I remember the day I found out I was pregnant.  We had just come home from out east and I wasn’t feeling “right” the whole weekend.  First thing I did is run to the bathroom because I remember I still had a pregnancy test in the vanity.  My daughter was only four months old at the time I could not believe it but to my surprise I was pregnant again!!   In retrospect everything about my son was a surprise from the very beginning.  My delivery with him was nice and easy and to be honest he was such a lovely baby.  He only cried if he was hungry.  He was always smiling and happy.  He truly was a pleasure to be around but something in my soul felt not exactly right.  My son was about four months old when I started voicing my concerns to my husband. 

The feedback I got is why are you looking for problems when there are not any.  Maybe they were right but why did I have this gnawing feeling that everything was not okay.  I would bring it up to my pediatrician but I got back” he is a boy they develop slower” and “don’t compare him to you daughter”.  I let it go for few months but when he was seven months old I couldn’t hold back.  He was meeting his milestones but at a much slower rate.  He also did not move his body the way I felt he should.  I voiced all of my concerns to our pediatrician.  At that point he said I still don’t think anything is wrong but almost to shut me up he went ahead and sent in a request to an Early Intervention agency to have him evaluated. 

 When the evaluators started their process I felt a sense of relief. My journey to help and support my child was finally underway. He got approved for occupational therapy and physical therapy.  Those two services started when he was nine months old.  I also took him to see a neurologist who told me thankfully he really didn’t see anything but he was still young.  His advice was to keep up with E.I. (early intervention) and if I felt things were still not going well I should return to him within a year.  My son turned a year old and I started to advocate for him to receive speech therapy.  The E.I. people did not feel he qualified because he was so young. 

However, I was vigilant in my quest to help my son.  I read every thing I could get my hands on.  I attended various workshops and spoke and asked many questions of anyone who could help me in my journey.  I never took no for an answer so when he got rejected the first time for speech I had him tested again and he finally got approved. It was at that point that we returned back to the neurologist and got our diagnosis of PDD-NOS (pervasive developmental disorder-not otherwise specified).  This basically means he is on the autistic spectrum which ranges from very low functioning to high functioning.  Shortly after receiving this diagnosis the countless hours of therapy started.  Between the ages of 18 months and 3 1/2 years old I advocated for him to receive close to 36 hours of early intervention services a week.  It was a blessing for him but definitely a process for my family.

* Explore the material
1 – Decide whether each statement agrees with the account above, and answer yes or no, quoting the deciding words from the account. (a) Speech therapy began when the son was nine months old. (b) The son's PDD-NOS diagnosis came from the neurologist. (c) The daughter was four months old when the pregnancy was discovered.
2 – Quote the account above word for word between "I remember the" and "to my husband.", inclusive.

* Provided material
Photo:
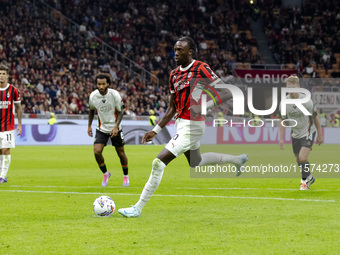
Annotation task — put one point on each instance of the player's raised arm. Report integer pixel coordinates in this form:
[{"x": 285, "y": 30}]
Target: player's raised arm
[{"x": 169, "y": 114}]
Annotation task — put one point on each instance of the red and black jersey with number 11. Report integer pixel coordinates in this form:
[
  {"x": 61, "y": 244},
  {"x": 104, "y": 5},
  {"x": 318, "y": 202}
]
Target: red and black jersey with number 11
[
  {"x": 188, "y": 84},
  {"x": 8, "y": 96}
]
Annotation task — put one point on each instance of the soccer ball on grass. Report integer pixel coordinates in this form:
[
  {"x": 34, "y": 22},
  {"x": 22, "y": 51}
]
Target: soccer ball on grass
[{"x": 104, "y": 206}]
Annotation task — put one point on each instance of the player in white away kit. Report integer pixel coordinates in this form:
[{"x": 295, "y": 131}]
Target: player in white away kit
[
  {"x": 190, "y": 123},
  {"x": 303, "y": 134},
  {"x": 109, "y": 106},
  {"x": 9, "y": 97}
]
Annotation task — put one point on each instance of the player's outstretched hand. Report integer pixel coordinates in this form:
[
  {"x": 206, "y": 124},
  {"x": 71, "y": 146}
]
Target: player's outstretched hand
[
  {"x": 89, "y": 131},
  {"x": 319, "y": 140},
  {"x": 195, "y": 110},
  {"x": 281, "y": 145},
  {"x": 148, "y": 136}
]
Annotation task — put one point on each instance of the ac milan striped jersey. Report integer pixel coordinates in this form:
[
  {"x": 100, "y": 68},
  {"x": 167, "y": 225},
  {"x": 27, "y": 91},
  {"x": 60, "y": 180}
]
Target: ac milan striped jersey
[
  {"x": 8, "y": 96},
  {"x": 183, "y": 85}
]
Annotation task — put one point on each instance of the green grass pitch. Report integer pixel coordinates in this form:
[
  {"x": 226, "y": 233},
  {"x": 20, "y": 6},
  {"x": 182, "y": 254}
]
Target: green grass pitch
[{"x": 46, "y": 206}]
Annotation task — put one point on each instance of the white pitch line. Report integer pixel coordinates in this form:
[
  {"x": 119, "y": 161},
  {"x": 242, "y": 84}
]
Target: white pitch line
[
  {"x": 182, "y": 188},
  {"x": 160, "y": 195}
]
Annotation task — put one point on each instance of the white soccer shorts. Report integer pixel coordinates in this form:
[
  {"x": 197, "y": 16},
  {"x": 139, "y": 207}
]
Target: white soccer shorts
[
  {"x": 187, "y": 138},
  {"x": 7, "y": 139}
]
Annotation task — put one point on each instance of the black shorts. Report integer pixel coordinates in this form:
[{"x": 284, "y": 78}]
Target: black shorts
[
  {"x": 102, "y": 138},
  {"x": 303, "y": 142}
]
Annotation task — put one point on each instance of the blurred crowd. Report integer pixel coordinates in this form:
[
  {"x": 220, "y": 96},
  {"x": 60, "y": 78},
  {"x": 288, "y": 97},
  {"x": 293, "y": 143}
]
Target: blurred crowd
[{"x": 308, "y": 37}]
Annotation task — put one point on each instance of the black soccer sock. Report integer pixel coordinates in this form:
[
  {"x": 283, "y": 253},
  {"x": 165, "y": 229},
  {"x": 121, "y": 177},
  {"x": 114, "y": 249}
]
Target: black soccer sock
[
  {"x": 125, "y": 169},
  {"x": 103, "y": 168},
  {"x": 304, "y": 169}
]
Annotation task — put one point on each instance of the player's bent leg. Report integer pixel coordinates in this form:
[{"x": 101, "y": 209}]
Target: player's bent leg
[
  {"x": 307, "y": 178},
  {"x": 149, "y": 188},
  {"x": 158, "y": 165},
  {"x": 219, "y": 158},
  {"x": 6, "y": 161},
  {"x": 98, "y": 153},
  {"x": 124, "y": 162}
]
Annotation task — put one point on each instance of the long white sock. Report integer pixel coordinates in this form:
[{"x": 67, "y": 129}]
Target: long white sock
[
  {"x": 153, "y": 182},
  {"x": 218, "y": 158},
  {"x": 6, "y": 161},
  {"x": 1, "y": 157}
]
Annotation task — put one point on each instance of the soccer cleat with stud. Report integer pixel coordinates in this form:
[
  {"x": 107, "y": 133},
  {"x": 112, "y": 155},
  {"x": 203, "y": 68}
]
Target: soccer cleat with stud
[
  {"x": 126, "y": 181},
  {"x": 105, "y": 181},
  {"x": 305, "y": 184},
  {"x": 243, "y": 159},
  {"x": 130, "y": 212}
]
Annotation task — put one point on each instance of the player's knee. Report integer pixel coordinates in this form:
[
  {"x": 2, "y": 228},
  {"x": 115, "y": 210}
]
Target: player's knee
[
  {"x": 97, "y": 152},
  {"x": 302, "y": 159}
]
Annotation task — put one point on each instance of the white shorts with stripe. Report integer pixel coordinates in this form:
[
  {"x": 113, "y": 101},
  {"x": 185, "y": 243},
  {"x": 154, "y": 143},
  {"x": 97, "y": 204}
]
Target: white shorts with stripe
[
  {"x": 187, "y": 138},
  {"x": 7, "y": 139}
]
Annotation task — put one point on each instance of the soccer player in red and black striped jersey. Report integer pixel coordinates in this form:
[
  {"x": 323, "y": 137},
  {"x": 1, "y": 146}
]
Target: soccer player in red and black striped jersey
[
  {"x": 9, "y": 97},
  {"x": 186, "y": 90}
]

* Results for the exercise
1 –
(a) No: "He got approved for occupational therapy and physical therapy."
(b) Yes: "we returned back to the neurologist and got our diagnosis of PDD-NOS"
(c) Yes: "My daughter was only four months old at the time"

2 –
I remember the day I found out I was pregnant.  We had just come home from out east and I wasn’t feeling “right” the whole weekend.  First thing I did is run to the bathroom because I remember I still had a pregnancy test in the vanity.  My daughter was only four months old at the time I could not believe it but to my surprise I was pregnant again!!   In retrospect everything about my son was a surprise from the very beginning.  My delivery with him was nice and easy and to be honest he was such a lovely baby.  He only cried if he was hungry.  He was always smiling and happy.  He truly was a pleasure to be around but something in my soul felt not exactly right.  My son was about four months old when I started voicing my concerns to my husband.